## Task statement
Please print every line of the entries below word for word, leaving out the pictures.

-- START --

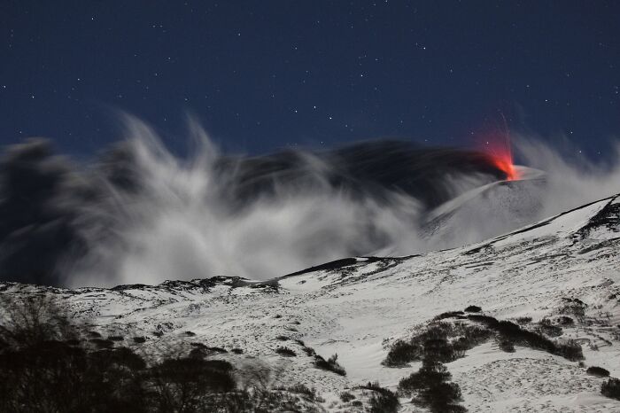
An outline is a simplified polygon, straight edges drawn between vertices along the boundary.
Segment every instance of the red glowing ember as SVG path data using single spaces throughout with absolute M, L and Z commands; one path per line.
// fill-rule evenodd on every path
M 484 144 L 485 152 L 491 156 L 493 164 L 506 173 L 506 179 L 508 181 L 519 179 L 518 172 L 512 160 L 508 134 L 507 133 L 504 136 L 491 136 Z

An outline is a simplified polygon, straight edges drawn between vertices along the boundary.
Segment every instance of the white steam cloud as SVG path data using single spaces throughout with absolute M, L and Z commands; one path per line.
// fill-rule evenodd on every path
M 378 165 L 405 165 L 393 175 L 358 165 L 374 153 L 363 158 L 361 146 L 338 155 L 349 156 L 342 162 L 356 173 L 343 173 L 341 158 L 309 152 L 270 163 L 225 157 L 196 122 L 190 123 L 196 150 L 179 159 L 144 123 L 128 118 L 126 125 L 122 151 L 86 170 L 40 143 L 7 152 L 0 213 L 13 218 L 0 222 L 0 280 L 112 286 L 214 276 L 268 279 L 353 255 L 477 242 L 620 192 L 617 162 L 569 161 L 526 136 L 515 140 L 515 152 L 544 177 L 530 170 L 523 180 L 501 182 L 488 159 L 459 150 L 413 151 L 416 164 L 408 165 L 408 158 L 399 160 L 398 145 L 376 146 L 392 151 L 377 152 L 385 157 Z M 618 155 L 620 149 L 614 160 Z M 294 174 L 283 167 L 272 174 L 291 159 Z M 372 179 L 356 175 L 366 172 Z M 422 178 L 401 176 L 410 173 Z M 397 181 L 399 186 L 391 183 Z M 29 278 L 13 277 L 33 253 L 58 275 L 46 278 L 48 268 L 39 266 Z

-- END --

## Complete response
An outline is a simplified polygon, straight edges drawn between vertices along the boundary.
Segment every instance of the red glowing ember as SVG path data using single spaces throughout with absolute M, L and Z commands; one path per line.
// fill-rule evenodd on every path
M 484 144 L 485 152 L 491 156 L 493 164 L 506 173 L 506 179 L 508 181 L 519 179 L 518 172 L 512 160 L 508 134 L 507 133 L 504 136 L 491 136 Z

An outline is a simplified polygon, straight edges drawn between vertices along the boundary.
Segment every instance of the white steam cloud as SVG path data using single spaces throughout with absolute M, L and Z commands; one path per line.
// fill-rule evenodd on every path
M 378 165 L 405 165 L 393 175 L 358 165 L 374 153 L 363 158 L 361 146 L 338 155 L 349 156 L 342 162 L 356 173 L 343 173 L 341 158 L 309 152 L 270 163 L 225 157 L 196 122 L 190 123 L 196 150 L 179 159 L 144 123 L 128 118 L 126 125 L 122 151 L 86 170 L 40 143 L 7 152 L 0 213 L 13 218 L 0 222 L 0 280 L 112 286 L 214 276 L 268 279 L 353 255 L 477 242 L 620 192 L 617 162 L 569 161 L 526 136 L 515 140 L 515 152 L 544 177 L 530 170 L 523 180 L 501 182 L 488 159 L 459 150 L 413 151 L 416 164 L 408 165 L 408 158 L 399 160 L 398 145 L 376 146 L 392 151 L 377 152 L 385 157 Z M 618 155 L 620 149 L 614 160 Z M 294 174 L 283 167 L 272 174 L 291 159 Z M 372 179 L 356 175 L 366 172 Z M 422 178 L 401 176 L 410 173 Z M 397 181 L 399 186 L 391 183 Z M 29 278 L 13 277 L 33 253 L 58 275 L 46 278 L 48 268 L 39 266 Z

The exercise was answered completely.